* **YOUR TASK**: Rewrite the stretch from the line containing "draw the outline of navigation" through the last line, requests included, offsetting every polygon vertex coordinate in the answers by adding 61 to it.

[Dataset records]

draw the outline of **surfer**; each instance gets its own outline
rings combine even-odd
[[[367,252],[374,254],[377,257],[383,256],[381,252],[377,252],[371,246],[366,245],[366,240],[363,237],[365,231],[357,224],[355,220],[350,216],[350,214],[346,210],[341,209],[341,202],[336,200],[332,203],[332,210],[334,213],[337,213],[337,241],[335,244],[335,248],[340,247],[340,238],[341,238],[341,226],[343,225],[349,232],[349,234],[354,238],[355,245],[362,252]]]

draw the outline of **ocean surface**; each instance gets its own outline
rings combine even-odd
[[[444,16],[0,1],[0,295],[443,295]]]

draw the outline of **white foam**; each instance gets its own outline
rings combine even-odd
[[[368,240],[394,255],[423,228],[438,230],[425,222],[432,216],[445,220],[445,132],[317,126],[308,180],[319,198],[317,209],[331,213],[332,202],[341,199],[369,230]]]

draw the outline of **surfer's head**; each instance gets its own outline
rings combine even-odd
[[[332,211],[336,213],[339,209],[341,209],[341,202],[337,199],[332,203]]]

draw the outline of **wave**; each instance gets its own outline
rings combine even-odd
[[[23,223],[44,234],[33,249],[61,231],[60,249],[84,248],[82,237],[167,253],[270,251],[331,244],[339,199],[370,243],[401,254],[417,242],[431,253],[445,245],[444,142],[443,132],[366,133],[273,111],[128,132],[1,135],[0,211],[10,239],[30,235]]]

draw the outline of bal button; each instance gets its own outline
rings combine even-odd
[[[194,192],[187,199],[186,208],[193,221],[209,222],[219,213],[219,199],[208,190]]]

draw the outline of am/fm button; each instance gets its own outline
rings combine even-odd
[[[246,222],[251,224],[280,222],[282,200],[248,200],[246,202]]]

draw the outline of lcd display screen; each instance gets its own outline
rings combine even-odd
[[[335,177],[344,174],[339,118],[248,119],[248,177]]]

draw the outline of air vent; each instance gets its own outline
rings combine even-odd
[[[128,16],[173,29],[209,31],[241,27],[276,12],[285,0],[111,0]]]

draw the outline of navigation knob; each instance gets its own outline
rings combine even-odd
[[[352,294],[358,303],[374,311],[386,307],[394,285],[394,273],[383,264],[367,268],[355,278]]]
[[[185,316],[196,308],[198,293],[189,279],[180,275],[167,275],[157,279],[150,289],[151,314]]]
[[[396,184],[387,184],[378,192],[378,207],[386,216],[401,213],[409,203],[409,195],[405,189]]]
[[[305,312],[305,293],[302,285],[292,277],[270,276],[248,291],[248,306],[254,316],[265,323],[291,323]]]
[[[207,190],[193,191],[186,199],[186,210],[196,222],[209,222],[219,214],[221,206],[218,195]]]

* **THE OUTPUT**:
draw the outline of navigation knob; each instance gets its own outline
rings combine even-odd
[[[413,355],[419,364],[435,372],[447,368],[455,346],[455,334],[444,325],[428,329],[416,339]]]
[[[246,377],[257,369],[259,354],[250,340],[241,336],[228,336],[218,340],[211,350],[212,375]]]
[[[457,245],[448,245],[439,253],[439,268],[447,277],[462,274],[470,264],[470,256],[466,250]]]
[[[366,373],[366,354],[363,346],[353,338],[331,337],[309,352],[309,367],[315,377],[326,384],[352,384]]]
[[[268,251],[254,252],[247,260],[247,271],[257,283],[270,283],[280,275],[282,267],[279,256]]]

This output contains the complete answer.